> _GIVEN INSTRUCTION 1_
Can you echo the stretch of the records from the line containing "Please place a point on the rut" through the line containing "column 119, row 334", with both of those lines included?
-------- TEXT
This article shows you how to use vCommander 7.0+ to get a Kubernetes cluster up and running quickly on VMware vSphere 6.5+, and to add the deployed cluster to vCommander’s inventory as a managed system. While there are many ways to deploy Kubernetes, this solution uses the kubeadm deployment and installation method on Centos 7 Linux, 64-bit architecture.


This article is intended for systems administrators, engineers and IT professionals. Previous experience with Linux, Docker and vSphere is required.

Prerequisites

Before you begin, you must:

  • Add a vCenter as a vCommander managed system. See Adding a Managed System.
  • Create a vCommander deployment destination, targeting the location in vCenter where the Kubernetes cluster will be deployed. See Configuring Automated Deployment for Approved Service Requests.
  • Ensure that the user requesting the Kubernetes cluster has permission to deploy to the targeted location in vSphere.
----------------
-------- INFORMATION SUPPLIED
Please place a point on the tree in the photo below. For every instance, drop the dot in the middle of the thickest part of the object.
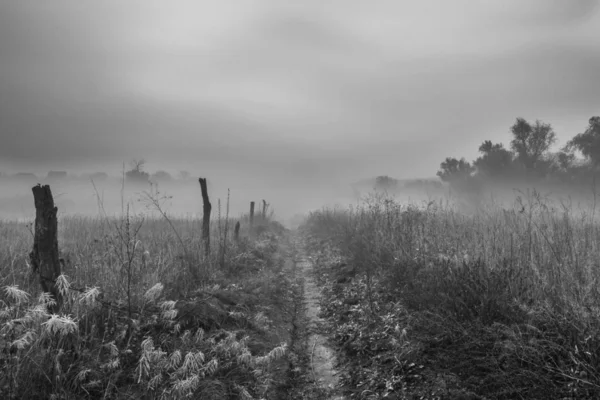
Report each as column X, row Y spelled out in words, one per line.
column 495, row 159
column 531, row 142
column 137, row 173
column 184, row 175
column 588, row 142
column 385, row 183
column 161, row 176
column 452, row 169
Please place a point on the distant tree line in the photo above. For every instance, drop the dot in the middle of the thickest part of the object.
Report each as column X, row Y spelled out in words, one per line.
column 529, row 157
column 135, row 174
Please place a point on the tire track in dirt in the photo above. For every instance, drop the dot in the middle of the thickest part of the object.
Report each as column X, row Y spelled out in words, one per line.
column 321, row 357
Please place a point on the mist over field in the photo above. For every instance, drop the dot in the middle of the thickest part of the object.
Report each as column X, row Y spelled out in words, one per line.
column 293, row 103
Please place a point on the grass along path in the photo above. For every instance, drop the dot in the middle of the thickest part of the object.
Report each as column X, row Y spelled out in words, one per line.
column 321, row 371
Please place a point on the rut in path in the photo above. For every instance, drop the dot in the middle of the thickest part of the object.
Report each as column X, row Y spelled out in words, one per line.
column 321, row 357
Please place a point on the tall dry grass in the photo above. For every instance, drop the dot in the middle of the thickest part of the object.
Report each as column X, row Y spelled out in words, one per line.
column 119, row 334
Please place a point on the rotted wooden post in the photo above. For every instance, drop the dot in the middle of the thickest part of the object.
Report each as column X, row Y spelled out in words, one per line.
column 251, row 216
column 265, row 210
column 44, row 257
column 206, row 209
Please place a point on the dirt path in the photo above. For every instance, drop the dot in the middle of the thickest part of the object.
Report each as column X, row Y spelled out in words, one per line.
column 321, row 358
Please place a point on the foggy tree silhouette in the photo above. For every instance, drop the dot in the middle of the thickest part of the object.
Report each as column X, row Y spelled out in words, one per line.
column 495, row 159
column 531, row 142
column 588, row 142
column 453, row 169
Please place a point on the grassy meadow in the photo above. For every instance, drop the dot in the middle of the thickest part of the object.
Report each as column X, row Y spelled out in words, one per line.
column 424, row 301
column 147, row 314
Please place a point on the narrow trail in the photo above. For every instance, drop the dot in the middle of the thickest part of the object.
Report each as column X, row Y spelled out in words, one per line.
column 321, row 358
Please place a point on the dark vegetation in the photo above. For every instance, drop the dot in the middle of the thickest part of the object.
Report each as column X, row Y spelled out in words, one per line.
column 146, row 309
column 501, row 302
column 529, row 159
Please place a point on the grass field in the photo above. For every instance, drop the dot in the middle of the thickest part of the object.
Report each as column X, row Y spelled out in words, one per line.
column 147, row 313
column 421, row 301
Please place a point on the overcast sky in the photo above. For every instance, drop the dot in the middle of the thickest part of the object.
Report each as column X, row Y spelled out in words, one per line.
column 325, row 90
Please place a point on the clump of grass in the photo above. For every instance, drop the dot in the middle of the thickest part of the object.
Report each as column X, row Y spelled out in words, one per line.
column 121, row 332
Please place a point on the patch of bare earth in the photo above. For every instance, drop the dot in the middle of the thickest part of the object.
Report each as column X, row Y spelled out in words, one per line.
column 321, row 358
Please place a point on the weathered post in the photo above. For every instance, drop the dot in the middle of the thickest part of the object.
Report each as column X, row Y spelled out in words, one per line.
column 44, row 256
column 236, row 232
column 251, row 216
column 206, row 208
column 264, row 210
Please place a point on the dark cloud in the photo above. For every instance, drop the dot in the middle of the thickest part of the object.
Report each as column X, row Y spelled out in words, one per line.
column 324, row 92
----------------
> _GIVEN INSTRUCTION 2_
In the Kubernetes deployment article:
(a) Which deployment and installation method does the solution use?
(b) What previous experience is required of readers?
(c) What must be added as a vCommander managed system before you begin?

> _COMPLETE RESPONSE 1_
Please place a point on the rut in path in the photo above. For every instance, drop the dot in the middle of the thickest part of the object.
Report each as column X, row Y spelled out in words, one per line.
column 321, row 357
Please place a point on the tall dry grass in the photo above. For every instance, drop the dot in the middle of the thickest part of the object.
Report each as column X, row Y spelled out in words, one per line.
column 119, row 334

> _COMPLETE RESPONSE 2_
(a) The kubeadm deployment and installation method.
(b) Experience with Linux, Docker and vSphere.
(c) A vCenter.